To do: Would you please copy each line of the listing that mentions "prompts"?

========

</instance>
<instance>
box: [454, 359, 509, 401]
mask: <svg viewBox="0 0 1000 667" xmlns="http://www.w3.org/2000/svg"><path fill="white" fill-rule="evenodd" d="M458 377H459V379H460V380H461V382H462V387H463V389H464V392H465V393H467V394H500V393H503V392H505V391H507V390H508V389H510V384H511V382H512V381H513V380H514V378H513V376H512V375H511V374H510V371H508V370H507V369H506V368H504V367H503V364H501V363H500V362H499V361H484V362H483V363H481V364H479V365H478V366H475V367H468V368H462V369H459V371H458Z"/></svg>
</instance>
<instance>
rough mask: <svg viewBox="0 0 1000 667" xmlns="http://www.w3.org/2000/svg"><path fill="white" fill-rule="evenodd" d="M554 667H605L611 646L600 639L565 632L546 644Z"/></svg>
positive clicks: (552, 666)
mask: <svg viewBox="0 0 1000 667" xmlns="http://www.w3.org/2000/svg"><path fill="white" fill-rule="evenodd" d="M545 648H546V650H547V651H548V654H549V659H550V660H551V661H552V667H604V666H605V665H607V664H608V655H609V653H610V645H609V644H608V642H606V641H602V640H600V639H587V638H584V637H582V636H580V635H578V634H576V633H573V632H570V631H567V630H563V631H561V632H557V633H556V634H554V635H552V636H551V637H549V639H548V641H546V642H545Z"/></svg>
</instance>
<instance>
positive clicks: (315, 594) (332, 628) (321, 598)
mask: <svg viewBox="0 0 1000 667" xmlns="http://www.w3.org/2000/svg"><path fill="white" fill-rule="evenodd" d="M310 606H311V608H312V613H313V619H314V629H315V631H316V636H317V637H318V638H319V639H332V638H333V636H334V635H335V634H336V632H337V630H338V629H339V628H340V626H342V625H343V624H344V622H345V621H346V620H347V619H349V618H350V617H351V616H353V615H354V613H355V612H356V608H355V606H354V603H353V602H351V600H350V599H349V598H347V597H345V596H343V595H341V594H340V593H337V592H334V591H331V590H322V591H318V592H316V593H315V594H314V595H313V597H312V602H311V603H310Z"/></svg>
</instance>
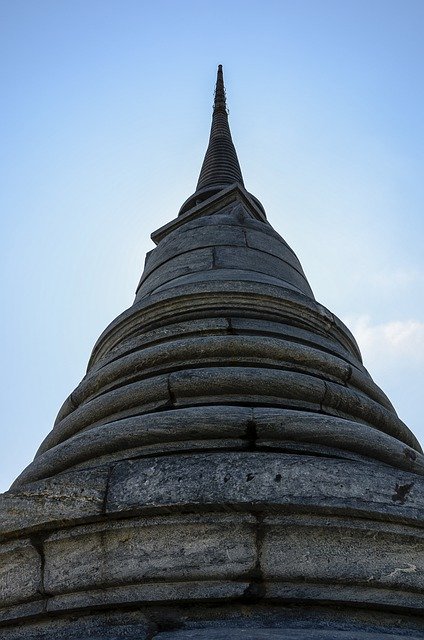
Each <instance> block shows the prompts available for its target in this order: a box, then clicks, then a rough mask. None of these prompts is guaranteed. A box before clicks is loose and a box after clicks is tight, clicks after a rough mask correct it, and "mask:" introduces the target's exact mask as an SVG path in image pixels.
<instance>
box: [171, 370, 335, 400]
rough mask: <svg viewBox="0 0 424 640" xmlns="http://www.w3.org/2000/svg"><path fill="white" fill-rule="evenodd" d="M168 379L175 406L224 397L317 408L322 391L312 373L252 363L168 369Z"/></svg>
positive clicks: (323, 393)
mask: <svg viewBox="0 0 424 640" xmlns="http://www.w3.org/2000/svg"><path fill="white" fill-rule="evenodd" d="M169 381H170V388H171V393H172V394H173V397H174V398H175V404H176V405H177V406H178V405H179V404H183V405H184V404H187V403H190V404H210V403H213V402H215V403H217V402H224V401H226V402H236V403H237V404H244V403H246V402H247V403H251V404H256V403H259V404H263V405H267V404H268V405H269V404H272V405H275V406H278V405H285V406H300V407H308V408H315V409H317V410H319V409H320V408H321V401H322V399H323V398H324V394H325V383H324V381H323V380H319V379H318V378H316V377H312V376H308V375H306V374H301V373H298V374H296V373H292V372H288V371H284V372H282V371H278V370H274V369H265V368H260V369H259V368H254V367H225V368H224V369H221V370H219V369H217V368H208V369H192V370H190V369H188V370H185V371H178V372H175V373H171V375H170V377H169ZM224 399H225V400H224Z"/></svg>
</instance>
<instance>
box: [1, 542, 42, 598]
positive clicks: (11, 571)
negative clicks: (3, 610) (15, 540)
mask: <svg viewBox="0 0 424 640" xmlns="http://www.w3.org/2000/svg"><path fill="white" fill-rule="evenodd" d="M40 589H41V557H40V555H39V553H38V552H37V550H36V549H35V548H34V546H33V545H32V544H31V543H30V541H29V540H25V539H23V540H16V541H13V542H10V543H4V544H2V545H0V603H1V605H2V606H8V605H11V604H13V603H15V602H22V601H25V600H30V599H31V598H32V599H33V598H36V597H37V596H39V592H40Z"/></svg>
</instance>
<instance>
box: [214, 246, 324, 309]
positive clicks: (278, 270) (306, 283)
mask: <svg viewBox="0 0 424 640" xmlns="http://www.w3.org/2000/svg"><path fill="white" fill-rule="evenodd" d="M214 265H215V267H216V268H221V269H245V270H246V271H258V272H259V273H265V274H267V275H270V276H274V277H277V278H281V279H282V280H285V281H287V282H289V283H290V284H293V285H295V286H296V287H298V288H299V289H300V291H302V292H303V293H305V295H307V296H311V297H312V298H313V293H312V290H311V288H310V286H309V284H308V282H307V280H306V278H305V276H304V275H303V274H301V273H300V272H299V271H297V269H294V268H293V266H292V265H291V264H290V263H288V262H286V261H284V260H281V259H280V258H277V257H275V256H273V255H272V254H269V253H265V252H263V251H258V250H256V249H249V248H248V247H222V246H219V247H216V248H215V260H214Z"/></svg>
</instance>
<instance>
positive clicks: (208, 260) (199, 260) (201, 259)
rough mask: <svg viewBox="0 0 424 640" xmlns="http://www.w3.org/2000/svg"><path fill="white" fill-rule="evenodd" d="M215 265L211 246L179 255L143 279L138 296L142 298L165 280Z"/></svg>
mask: <svg viewBox="0 0 424 640" xmlns="http://www.w3.org/2000/svg"><path fill="white" fill-rule="evenodd" d="M213 265H214V253H213V249H212V248H211V247H206V248H204V249H193V250H192V251H188V252H187V253H183V254H180V255H177V256H175V257H173V258H170V259H169V260H168V261H167V262H165V263H164V264H162V265H161V266H160V267H158V268H157V269H154V270H153V271H152V272H151V273H150V274H149V275H147V276H146V278H145V279H143V280H142V281H141V284H140V288H139V289H138V292H137V296H138V298H139V299H140V298H142V297H144V296H146V295H147V294H148V293H150V292H151V291H153V289H157V287H159V286H160V285H161V284H163V283H164V282H169V281H171V280H173V279H174V278H177V277H179V276H182V275H186V274H187V273H196V272H197V271H208V270H209V269H212V268H213Z"/></svg>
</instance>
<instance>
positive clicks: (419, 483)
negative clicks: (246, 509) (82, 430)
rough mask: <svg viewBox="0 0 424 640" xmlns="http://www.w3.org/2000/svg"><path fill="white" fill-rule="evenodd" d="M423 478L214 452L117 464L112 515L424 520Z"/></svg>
mask: <svg viewBox="0 0 424 640" xmlns="http://www.w3.org/2000/svg"><path fill="white" fill-rule="evenodd" d="M423 489H424V479H423V478H422V477H421V476H417V475H415V474H410V473H407V472H404V471H400V470H395V469H392V468H390V467H387V466H386V465H379V464H378V463H369V464H367V463H360V462H356V461H351V460H337V459H334V458H328V459H327V458H317V457H314V456H302V455H295V454H282V453H271V452H266V453H265V452H262V453H251V452H243V453H241V452H240V453H232V452H228V453H226V454H224V453H210V454H206V453H205V454H192V455H188V454H185V455H180V456H176V457H171V456H170V457H161V458H156V459H155V458H149V459H144V460H135V461H128V462H122V463H119V464H117V465H116V466H115V468H114V470H113V472H112V475H111V479H110V485H109V493H108V498H107V501H106V509H107V512H109V513H113V512H127V511H130V512H134V511H137V510H140V511H143V510H146V509H148V510H151V509H154V508H156V509H158V508H162V509H163V508H164V507H166V508H170V507H172V506H173V507H176V508H178V509H181V508H184V507H186V508H187V507H188V506H189V508H190V509H191V510H193V509H201V510H202V509H204V508H205V507H206V506H207V505H211V506H215V507H216V506H217V505H221V506H222V508H227V506H229V505H232V506H233V508H235V507H236V506H237V508H241V507H242V506H243V505H244V508H249V509H256V510H260V509H263V505H268V508H275V507H276V506H277V505H280V508H281V507H283V506H284V505H291V506H292V508H295V507H296V508H297V509H299V508H307V509H308V510H310V511H314V512H317V513H319V512H323V511H324V512H331V511H332V512H334V513H342V512H350V513H355V514H357V515H358V514H373V515H374V517H376V516H377V514H379V516H381V515H384V517H387V518H396V517H399V518H402V519H403V520H406V519H408V520H410V521H411V520H412V521H413V520H414V519H415V518H418V519H419V518H421V517H423V516H424V492H423Z"/></svg>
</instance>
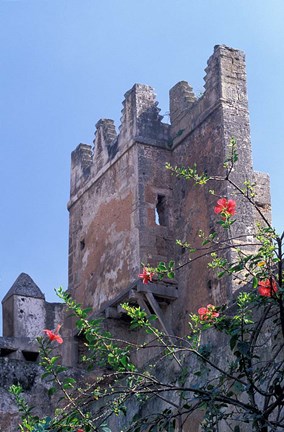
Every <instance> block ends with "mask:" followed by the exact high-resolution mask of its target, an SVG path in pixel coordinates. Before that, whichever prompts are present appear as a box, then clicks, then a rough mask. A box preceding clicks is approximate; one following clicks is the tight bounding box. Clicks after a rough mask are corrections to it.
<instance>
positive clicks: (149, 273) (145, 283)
mask: <svg viewBox="0 0 284 432" xmlns="http://www.w3.org/2000/svg"><path fill="white" fill-rule="evenodd" d="M154 274H155V273H153V272H151V271H150V270H149V269H148V268H147V267H144V268H143V272H142V273H140V274H139V275H138V277H139V278H140V279H142V282H143V283H144V284H145V285H147V284H148V283H149V282H152V278H153V276H154Z"/></svg>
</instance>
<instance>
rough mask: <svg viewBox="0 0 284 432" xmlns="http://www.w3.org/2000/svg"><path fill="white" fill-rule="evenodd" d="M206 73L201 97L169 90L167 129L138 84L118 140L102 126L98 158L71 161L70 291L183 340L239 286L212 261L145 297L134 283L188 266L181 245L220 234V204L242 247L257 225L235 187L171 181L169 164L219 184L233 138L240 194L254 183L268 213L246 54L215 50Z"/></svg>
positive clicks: (118, 133) (230, 258)
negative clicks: (195, 185)
mask: <svg viewBox="0 0 284 432" xmlns="http://www.w3.org/2000/svg"><path fill="white" fill-rule="evenodd" d="M205 72H206V75H205V78H204V79H205V91H204V93H203V95H202V96H201V97H199V98H197V97H196V96H195V94H194V92H193V89H192V87H191V86H190V85H189V84H188V83H187V82H186V81H181V82H179V83H177V84H176V85H175V86H174V87H173V88H172V89H171V90H170V119H171V125H168V124H165V123H163V122H162V117H161V116H160V112H159V108H158V106H157V101H156V98H155V94H154V92H153V89H152V88H151V87H149V86H146V85H141V84H135V85H134V86H133V87H132V89H131V90H129V91H128V92H127V93H126V94H125V99H124V101H123V110H122V117H121V126H120V128H119V133H118V134H117V133H116V131H115V127H114V122H113V121H112V120H110V119H102V120H99V121H98V123H97V124H96V128H97V130H96V134H95V140H94V148H92V147H91V146H89V145H85V144H80V145H79V146H78V147H77V149H76V150H75V151H74V152H73V153H72V171H71V195H70V201H69V204H68V209H69V212H70V241H69V290H70V292H71V294H72V295H73V296H74V297H75V299H76V300H77V301H79V302H80V303H83V304H84V305H85V306H91V307H92V308H93V309H94V311H100V310H106V311H107V315H109V316H119V312H118V311H119V306H118V305H119V301H121V299H122V298H124V297H125V296H126V297H127V296H128V297H129V296H130V297H131V298H132V299H133V298H134V299H135V300H137V302H138V304H141V305H142V306H143V307H145V308H147V307H148V309H149V310H150V311H154V312H155V313H156V314H158V316H159V314H160V318H161V322H162V324H163V323H164V325H165V322H167V326H168V328H171V329H172V330H173V331H176V332H178V333H180V332H183V330H184V325H185V323H186V317H187V315H188V313H189V312H191V311H193V310H196V308H198V307H200V305H202V304H207V303H209V302H210V303H211V302H212V303H216V304H220V303H223V302H225V301H228V300H230V299H231V297H232V294H233V291H234V289H235V287H234V282H233V281H232V280H230V279H227V280H224V282H222V283H221V282H220V281H219V280H216V278H215V277H214V276H213V275H211V273H210V272H209V270H208V268H207V262H208V261H207V259H206V258H204V259H200V260H198V261H196V262H195V263H194V264H191V265H187V266H185V267H184V268H183V270H182V271H180V272H177V275H176V280H174V281H164V282H158V281H156V282H155V283H154V284H151V288H150V286H148V287H147V288H146V287H145V286H144V287H143V286H142V283H141V281H139V280H138V273H139V270H140V269H141V263H145V264H153V265H155V264H157V262H159V261H167V260H169V259H170V258H174V259H175V261H176V264H177V265H179V264H183V263H185V262H186V259H187V257H186V252H185V251H184V250H183V249H181V248H178V247H176V246H175V239H180V240H182V241H188V242H190V243H191V244H193V245H197V244H198V243H199V238H198V232H199V229H202V230H203V231H204V232H205V233H210V232H212V230H215V229H217V230H218V226H217V225H216V217H215V216H214V212H213V209H214V205H215V203H216V199H217V198H216V196H217V197H232V198H234V199H235V200H236V201H237V208H238V210H237V212H238V218H237V222H236V223H235V224H234V225H233V227H232V231H233V234H234V235H235V236H236V237H238V236H239V235H240V234H242V235H243V234H245V235H246V239H250V238H251V236H252V234H253V231H254V227H255V220H256V215H255V214H254V213H253V211H252V210H251V208H250V207H249V205H248V204H247V202H245V201H243V200H241V198H240V197H239V196H236V195H233V194H234V193H235V191H234V190H233V189H232V187H231V185H230V184H229V183H224V182H218V181H216V182H214V184H211V185H210V189H214V191H215V196H213V195H212V194H210V193H209V190H208V189H209V188H208V187H201V188H197V187H196V186H194V185H193V184H192V183H191V182H185V181H183V180H179V179H177V178H175V177H173V176H172V175H170V173H169V171H167V170H166V169H165V164H166V162H170V163H171V164H172V165H179V166H181V165H182V166H187V165H188V166H192V165H193V164H195V163H196V165H197V167H198V168H199V170H200V171H205V172H207V173H208V174H209V175H214V176H217V175H219V176H220V175H223V174H224V167H223V161H224V159H225V157H226V152H227V145H228V143H229V141H230V138H231V137H235V139H236V140H237V143H238V153H239V162H238V169H237V170H236V171H235V172H233V174H232V179H233V181H234V182H236V183H237V184H238V185H243V183H244V181H251V182H254V181H255V179H256V180H257V182H258V183H259V184H261V185H262V186H261V188H262V189H263V188H264V189H265V190H266V194H265V193H263V190H262V192H261V194H259V198H258V199H259V202H261V201H263V203H262V205H263V207H264V208H266V210H267V212H268V213H269V202H270V197H269V186H268V184H267V178H266V177H265V176H264V175H262V174H259V173H255V172H254V171H253V167H252V157H251V144H250V130H249V114H248V103H247V92H246V72H245V58H244V54H243V53H242V52H241V51H238V50H235V49H232V48H228V47H226V46H223V45H221V46H216V47H215V49H214V53H213V55H212V56H211V57H210V59H209V60H208V63H207V67H206V69H205ZM243 240H244V238H243V239H242V241H243ZM236 242H237V240H236ZM226 257H227V258H228V259H231V256H230V252H227V253H226ZM128 297H127V298H128ZM165 326H166V325H165Z"/></svg>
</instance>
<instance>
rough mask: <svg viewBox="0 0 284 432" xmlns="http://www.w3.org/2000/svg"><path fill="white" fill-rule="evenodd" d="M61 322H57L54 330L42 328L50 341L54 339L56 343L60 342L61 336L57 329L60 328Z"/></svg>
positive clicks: (57, 329)
mask: <svg viewBox="0 0 284 432" xmlns="http://www.w3.org/2000/svg"><path fill="white" fill-rule="evenodd" d="M60 327H61V324H58V326H57V327H56V329H55V330H54V332H53V331H52V330H47V329H45V330H43V332H44V333H45V334H46V336H47V337H48V338H49V340H50V341H53V340H55V341H56V342H58V343H60V344H61V343H62V342H63V339H62V337H61V336H60V335H59V334H58V333H59V330H60Z"/></svg>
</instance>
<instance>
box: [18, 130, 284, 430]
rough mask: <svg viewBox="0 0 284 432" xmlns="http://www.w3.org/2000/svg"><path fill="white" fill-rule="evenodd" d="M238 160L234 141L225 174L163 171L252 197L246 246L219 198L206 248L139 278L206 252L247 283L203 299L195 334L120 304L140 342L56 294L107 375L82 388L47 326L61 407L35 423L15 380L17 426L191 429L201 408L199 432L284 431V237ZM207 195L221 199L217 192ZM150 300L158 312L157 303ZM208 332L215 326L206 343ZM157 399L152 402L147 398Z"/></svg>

========

Written solution:
Each <instance> block shows the prompts available for its target in this order: a box, then clicks, then a rough mask. None of these prompts is guaranteed. A box before clicks is loose and a box after clicks is tight, clicks after a rough mask correct it, and "mask:" introduces the target's exact mask as an SVG path in image pixels.
Every <instance> block ends with "mask:" followed by the exact high-resolution mask of its target, an SVG path in pixel coordinates. Before that, whichever prompts are present appear as a box, then clicks, then a rough mask. A box preceding clicks is approximate; one following clicks is the tight bounding box. Clicks after a rough mask are corrections to it.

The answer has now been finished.